DIRECTION: Copy out the stretch of rows from the line containing "Objective — a point for each instance of the charred" through the end of the rows, substituting "bare earth" for "soil" and leaving everything else unchanged.
==== STORED DATA ====
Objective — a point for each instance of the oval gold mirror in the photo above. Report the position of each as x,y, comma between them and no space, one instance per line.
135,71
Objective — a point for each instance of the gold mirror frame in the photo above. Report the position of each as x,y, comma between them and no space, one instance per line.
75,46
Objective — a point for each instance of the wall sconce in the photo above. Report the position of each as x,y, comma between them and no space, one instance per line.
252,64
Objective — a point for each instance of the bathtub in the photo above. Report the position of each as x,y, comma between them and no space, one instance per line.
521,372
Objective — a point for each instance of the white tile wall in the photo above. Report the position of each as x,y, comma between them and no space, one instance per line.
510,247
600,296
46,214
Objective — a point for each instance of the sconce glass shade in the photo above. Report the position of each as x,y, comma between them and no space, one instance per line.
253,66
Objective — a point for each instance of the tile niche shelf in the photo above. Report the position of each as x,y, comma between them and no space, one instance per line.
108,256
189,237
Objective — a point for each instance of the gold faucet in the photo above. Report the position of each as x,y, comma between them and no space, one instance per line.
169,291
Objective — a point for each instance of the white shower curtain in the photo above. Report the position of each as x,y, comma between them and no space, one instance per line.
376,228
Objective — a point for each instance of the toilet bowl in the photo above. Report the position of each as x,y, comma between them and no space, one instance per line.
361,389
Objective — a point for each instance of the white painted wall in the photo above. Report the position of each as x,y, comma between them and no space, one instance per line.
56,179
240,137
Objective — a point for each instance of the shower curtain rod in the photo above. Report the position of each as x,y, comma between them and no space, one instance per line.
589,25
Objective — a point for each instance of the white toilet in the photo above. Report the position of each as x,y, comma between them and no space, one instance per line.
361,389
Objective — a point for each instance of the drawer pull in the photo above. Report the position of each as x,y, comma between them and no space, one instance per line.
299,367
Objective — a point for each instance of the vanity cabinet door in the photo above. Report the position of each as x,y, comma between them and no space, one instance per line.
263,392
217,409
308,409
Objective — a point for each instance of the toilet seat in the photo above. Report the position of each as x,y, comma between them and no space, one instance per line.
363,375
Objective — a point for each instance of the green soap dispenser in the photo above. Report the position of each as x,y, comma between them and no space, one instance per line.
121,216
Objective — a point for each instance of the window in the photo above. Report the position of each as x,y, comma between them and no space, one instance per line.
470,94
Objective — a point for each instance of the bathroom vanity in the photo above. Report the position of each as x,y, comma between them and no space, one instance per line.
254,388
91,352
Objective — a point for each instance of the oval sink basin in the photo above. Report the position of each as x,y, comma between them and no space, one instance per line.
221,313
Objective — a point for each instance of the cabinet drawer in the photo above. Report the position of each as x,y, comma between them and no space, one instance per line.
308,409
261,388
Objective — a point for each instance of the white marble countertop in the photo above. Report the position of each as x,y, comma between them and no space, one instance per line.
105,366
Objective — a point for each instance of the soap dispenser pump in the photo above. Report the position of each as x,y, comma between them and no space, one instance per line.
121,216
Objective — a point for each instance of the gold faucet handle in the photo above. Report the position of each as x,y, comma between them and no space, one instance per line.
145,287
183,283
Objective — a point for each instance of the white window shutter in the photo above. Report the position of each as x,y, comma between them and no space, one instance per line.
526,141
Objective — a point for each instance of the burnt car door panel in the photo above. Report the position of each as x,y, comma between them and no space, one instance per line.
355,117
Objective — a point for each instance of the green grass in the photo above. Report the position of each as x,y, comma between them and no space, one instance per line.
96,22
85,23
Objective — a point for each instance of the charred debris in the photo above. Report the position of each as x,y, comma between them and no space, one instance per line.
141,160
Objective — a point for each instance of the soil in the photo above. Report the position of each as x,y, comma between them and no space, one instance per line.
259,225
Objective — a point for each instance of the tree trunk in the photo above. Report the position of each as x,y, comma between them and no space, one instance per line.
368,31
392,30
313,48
====
SOLUTION TO THIS TASK:
Objective — a point for each instance of the charred debris in the photo above. Report the position of each as x,y, comma between them and no space, one instance per line.
141,160
Objective — a point for each instance of the bare earth in the photo above. Report the position of each as x,y, comma between them and no space, one instance per line.
259,225
Objective — a point for each instance of the tree trunk in the photo above. Report the position of each as x,y, comma between them and no space, one instance per line.
368,31
392,30
313,48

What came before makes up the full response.